Dataset rows
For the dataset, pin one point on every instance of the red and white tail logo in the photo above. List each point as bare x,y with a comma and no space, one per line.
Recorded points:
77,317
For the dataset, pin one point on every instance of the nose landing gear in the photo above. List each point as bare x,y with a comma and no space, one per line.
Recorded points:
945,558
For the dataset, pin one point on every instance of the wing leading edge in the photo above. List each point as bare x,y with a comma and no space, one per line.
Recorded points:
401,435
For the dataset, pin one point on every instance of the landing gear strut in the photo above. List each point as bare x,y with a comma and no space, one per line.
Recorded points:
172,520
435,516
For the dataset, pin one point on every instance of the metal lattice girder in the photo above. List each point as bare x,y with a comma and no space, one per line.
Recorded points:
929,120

(Your objective): Can you reproduce the rows above line for line, with no changes at all?

(Solution for this task):
For the dataset, pin one point on every instance of the red and white tail logo in the photo above. List each point as bare x,y with a comma and no space, one per line.
Recorded points:
77,317
For the dataset, pin one point on every instance of the nose landing gear in the photo above. List each point as bare x,y with a comma and no space, one per line.
Recorded points:
945,558
For the dataset, pin one point on every instance of the wing leading edge in the photo above. List each point as bare x,y with a comma and no space, one per line.
Recorded points:
401,435
For the dataset, pin one point on every instance of the landing gear strut in the photo above. List each point as bare x,y with a comma and no space, one per line.
Recorded points:
172,520
435,516
For the dataset, pin one point on every instance of the metal lattice girder in the photo above. List each point as bare x,y with a comma and no space, one per line.
Recorded points:
929,120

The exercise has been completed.